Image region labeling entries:
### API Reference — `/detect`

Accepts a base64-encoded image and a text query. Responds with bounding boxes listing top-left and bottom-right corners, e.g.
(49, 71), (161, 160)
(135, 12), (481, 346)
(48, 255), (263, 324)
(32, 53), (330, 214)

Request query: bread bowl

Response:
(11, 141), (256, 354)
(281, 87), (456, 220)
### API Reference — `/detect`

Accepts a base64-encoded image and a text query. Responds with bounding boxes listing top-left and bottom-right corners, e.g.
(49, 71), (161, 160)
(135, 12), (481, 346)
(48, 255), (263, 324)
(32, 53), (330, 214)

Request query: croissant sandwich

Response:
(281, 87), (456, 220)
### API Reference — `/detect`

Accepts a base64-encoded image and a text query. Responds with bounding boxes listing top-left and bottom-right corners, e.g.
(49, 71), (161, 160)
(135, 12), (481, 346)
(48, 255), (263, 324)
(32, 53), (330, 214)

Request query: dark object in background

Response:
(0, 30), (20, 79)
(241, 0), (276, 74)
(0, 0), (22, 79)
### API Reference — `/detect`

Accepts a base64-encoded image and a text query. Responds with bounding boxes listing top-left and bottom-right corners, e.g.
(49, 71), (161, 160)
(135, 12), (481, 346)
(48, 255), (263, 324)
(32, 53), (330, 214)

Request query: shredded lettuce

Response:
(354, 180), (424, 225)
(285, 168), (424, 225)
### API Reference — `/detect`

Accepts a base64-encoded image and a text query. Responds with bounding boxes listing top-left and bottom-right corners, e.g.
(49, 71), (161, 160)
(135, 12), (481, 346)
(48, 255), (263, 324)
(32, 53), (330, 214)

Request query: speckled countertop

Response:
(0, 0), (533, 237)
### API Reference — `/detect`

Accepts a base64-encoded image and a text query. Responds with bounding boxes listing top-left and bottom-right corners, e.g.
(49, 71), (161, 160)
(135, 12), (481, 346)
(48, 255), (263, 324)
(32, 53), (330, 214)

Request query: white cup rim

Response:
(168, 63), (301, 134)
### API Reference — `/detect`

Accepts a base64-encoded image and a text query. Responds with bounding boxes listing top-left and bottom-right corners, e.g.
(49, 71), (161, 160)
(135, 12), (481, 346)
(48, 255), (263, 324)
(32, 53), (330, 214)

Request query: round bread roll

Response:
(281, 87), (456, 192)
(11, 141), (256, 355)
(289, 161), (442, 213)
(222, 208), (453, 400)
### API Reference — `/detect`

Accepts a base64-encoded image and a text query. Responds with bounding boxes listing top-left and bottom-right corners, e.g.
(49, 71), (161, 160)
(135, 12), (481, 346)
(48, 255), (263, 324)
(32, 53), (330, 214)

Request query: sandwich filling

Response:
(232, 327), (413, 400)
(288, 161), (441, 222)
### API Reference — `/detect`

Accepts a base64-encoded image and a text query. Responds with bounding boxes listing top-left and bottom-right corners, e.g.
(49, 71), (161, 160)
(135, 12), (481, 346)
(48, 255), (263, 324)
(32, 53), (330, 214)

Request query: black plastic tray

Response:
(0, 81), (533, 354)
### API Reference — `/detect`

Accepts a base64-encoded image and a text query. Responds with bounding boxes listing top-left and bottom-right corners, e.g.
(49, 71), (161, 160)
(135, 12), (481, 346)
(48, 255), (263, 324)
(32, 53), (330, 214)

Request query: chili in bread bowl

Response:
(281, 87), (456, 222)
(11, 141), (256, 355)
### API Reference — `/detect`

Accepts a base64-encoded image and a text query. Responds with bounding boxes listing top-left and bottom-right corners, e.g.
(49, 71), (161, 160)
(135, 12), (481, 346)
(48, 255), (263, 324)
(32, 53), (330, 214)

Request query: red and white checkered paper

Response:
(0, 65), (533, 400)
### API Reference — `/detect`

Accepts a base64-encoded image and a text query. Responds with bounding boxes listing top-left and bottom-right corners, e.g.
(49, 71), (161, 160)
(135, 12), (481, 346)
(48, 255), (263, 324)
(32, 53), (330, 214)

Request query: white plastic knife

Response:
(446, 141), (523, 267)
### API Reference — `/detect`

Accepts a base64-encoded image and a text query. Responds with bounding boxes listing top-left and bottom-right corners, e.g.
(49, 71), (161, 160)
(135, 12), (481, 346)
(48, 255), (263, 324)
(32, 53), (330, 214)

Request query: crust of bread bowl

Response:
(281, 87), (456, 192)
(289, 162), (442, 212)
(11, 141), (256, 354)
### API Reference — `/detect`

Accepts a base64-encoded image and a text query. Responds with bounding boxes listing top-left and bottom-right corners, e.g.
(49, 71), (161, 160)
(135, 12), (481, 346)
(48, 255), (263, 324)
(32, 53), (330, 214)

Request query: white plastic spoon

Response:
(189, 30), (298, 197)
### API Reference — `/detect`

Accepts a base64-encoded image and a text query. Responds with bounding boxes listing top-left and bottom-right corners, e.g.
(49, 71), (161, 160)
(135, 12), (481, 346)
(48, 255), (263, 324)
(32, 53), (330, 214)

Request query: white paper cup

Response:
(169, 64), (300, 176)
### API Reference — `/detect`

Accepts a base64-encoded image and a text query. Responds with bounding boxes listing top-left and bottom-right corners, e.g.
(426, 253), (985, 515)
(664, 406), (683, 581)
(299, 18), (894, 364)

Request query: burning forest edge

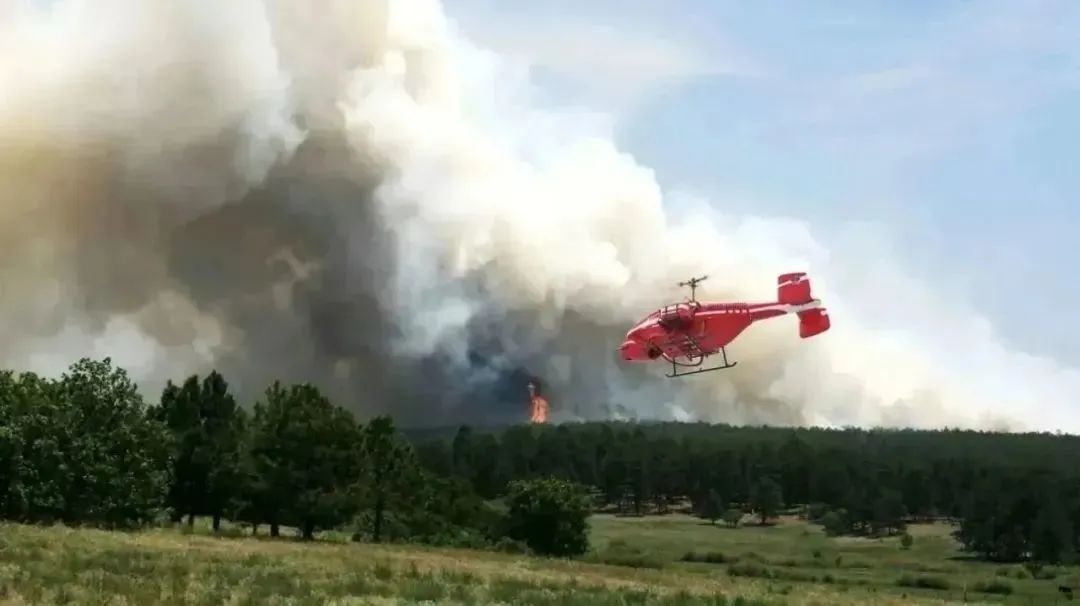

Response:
(0, 359), (1080, 604)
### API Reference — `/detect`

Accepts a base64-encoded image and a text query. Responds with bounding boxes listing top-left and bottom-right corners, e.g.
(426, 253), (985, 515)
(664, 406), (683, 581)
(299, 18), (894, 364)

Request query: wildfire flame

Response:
(529, 381), (551, 423)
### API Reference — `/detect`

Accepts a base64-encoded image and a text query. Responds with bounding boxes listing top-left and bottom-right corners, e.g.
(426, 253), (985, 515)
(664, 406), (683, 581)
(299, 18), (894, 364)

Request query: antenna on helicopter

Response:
(678, 274), (708, 302)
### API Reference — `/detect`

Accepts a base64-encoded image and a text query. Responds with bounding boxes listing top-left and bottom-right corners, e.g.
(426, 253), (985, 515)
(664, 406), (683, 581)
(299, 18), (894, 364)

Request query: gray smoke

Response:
(0, 0), (1080, 428)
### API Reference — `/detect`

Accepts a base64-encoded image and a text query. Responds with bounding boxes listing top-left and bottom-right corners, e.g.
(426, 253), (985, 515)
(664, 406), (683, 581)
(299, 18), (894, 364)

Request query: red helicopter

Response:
(619, 272), (832, 377)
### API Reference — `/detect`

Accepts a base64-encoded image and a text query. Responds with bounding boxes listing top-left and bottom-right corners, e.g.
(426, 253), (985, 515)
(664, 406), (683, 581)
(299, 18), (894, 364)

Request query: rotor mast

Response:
(678, 275), (708, 302)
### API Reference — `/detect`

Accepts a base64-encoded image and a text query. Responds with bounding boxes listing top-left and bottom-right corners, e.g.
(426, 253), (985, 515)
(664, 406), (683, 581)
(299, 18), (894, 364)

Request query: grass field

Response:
(0, 515), (1076, 605)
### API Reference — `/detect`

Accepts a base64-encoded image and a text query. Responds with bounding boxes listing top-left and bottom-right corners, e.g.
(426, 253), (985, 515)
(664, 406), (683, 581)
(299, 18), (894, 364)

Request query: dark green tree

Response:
(157, 371), (245, 531)
(246, 381), (361, 540)
(507, 477), (590, 556)
(701, 490), (724, 524)
(56, 358), (168, 526)
(751, 475), (784, 526)
(361, 416), (416, 542)
(874, 488), (907, 535)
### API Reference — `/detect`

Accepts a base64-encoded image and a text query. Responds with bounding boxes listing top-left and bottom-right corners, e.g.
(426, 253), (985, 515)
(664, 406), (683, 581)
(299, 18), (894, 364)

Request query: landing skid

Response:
(664, 347), (739, 378)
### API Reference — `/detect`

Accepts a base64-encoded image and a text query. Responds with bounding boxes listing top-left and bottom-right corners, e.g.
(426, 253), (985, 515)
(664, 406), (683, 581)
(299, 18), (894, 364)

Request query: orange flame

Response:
(530, 395), (549, 423)
(529, 381), (551, 423)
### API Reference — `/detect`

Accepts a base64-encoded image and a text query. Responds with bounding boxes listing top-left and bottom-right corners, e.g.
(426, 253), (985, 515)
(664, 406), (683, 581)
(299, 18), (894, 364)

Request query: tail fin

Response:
(798, 307), (833, 339)
(777, 271), (833, 339)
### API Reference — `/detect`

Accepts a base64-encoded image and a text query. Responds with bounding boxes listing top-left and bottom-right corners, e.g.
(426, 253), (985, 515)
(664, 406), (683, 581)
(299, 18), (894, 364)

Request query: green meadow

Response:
(6, 515), (1078, 605)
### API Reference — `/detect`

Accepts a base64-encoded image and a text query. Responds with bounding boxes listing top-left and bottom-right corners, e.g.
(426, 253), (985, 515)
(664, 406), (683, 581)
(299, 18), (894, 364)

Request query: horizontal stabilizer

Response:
(777, 271), (810, 305)
(798, 307), (833, 339)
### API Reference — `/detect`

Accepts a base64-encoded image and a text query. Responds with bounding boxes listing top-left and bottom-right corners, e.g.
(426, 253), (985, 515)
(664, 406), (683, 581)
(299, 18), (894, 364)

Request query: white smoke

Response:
(0, 0), (1080, 429)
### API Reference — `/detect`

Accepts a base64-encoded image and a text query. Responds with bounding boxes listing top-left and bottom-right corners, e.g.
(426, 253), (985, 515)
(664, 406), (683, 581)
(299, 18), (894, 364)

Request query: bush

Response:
(807, 503), (828, 522)
(896, 575), (951, 590)
(972, 579), (1013, 595)
(683, 551), (732, 564)
(507, 477), (590, 556)
(821, 511), (848, 537)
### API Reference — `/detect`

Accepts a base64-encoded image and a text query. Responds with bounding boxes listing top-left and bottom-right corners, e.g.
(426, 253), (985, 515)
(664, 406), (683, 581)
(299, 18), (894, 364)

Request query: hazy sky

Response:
(445, 0), (1080, 364)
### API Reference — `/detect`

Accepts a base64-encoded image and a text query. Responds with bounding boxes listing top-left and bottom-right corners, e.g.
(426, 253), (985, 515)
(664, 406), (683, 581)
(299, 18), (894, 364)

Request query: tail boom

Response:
(777, 271), (833, 339)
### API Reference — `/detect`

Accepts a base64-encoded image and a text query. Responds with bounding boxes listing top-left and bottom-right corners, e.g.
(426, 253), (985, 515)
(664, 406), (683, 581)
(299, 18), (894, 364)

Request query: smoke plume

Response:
(0, 0), (1080, 429)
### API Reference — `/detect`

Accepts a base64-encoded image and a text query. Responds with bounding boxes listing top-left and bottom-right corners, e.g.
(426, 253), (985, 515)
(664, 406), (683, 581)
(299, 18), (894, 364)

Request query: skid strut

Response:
(663, 328), (738, 378)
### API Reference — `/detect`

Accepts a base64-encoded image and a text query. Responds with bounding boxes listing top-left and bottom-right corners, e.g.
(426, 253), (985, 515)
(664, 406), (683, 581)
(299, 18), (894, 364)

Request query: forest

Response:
(0, 359), (1080, 564)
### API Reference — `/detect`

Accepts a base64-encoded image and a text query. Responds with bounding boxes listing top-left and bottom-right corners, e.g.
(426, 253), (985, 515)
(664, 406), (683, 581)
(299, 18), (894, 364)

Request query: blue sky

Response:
(445, 0), (1080, 365)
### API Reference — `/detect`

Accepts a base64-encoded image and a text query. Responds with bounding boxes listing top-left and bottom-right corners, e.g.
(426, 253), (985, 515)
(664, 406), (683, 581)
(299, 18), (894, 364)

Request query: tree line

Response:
(0, 359), (1080, 563)
(0, 359), (589, 554)
(415, 414), (1080, 563)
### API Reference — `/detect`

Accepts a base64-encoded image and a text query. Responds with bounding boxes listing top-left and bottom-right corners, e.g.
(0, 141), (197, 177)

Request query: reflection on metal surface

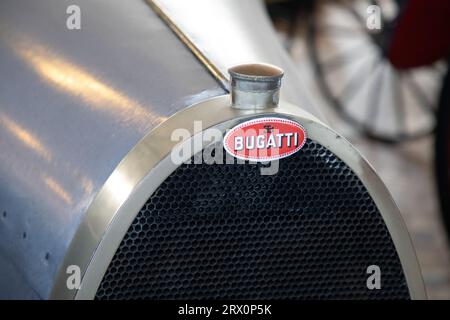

WHAT TO DO:
Select each line of the records that contains the word "white". Treat uppercase and lowercase letters as distinct.

EXERCISE SOLUTION:
Request query: white cup rim
Request query: red and white checkered paper
Request query: white plastic knife
Request query: white plastic spoon
Request query: white paper cup
Request query: white smoke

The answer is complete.